■ **What this task involves**:
Output the material below word for word, everything from the line containing "In the photo below, where" down to the line containing "(1266, 752)", both of those lines included, and omit the pictures.

(begin)

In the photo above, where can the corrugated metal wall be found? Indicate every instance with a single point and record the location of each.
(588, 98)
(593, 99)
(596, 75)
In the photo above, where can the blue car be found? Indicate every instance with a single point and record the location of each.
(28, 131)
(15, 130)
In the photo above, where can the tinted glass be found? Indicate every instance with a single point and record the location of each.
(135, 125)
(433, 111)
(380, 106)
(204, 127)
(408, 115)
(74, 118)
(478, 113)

(end)
(begin)

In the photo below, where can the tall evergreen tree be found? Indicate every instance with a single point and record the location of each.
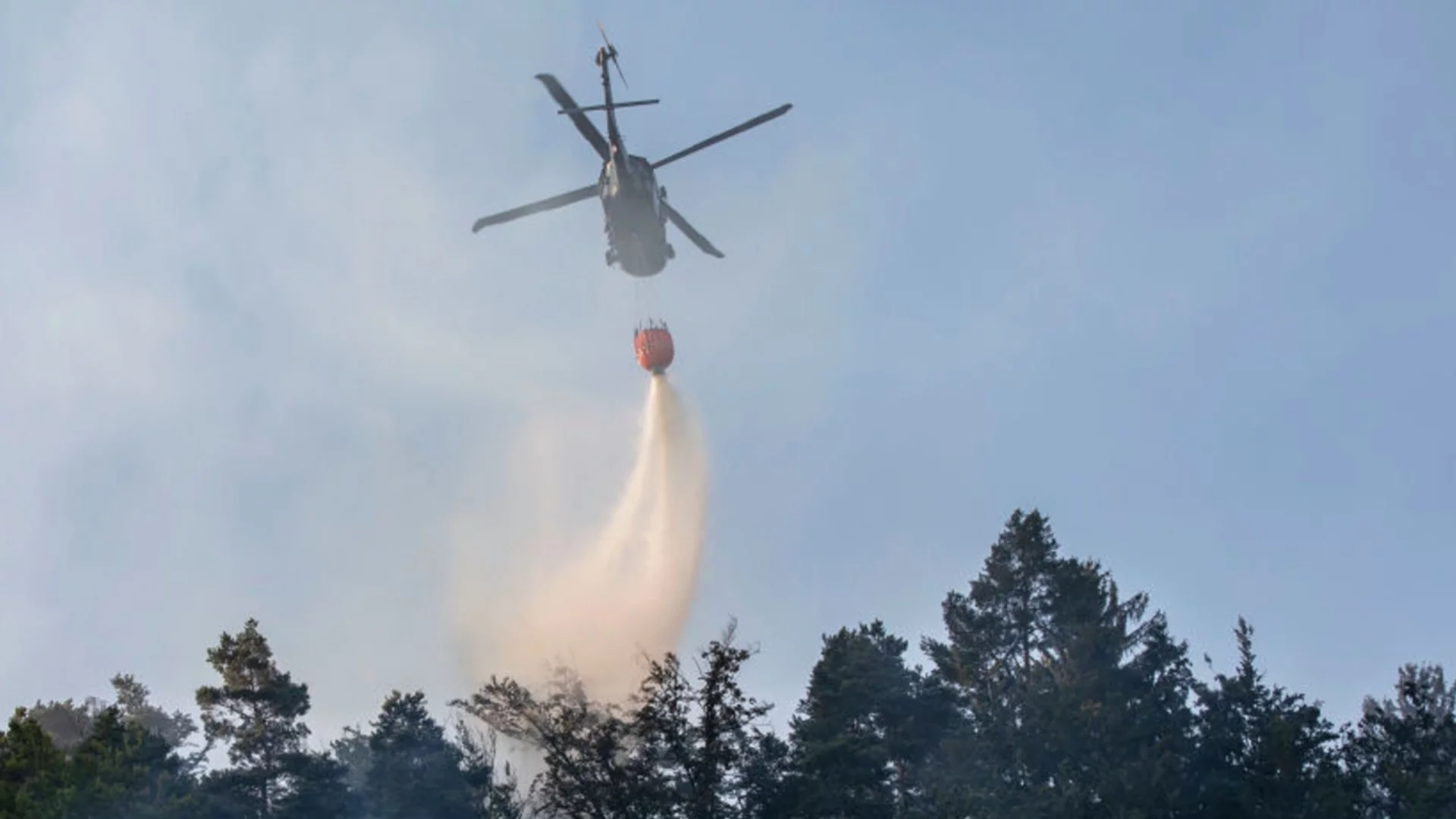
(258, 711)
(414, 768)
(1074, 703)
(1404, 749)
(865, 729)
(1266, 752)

(end)

■ **Solution to this problem**:
In the photo below, where can the tall evergreen tree be found? Indicate every instance with a single point and record the location of each.
(258, 711)
(414, 768)
(1074, 703)
(1404, 749)
(865, 729)
(1266, 752)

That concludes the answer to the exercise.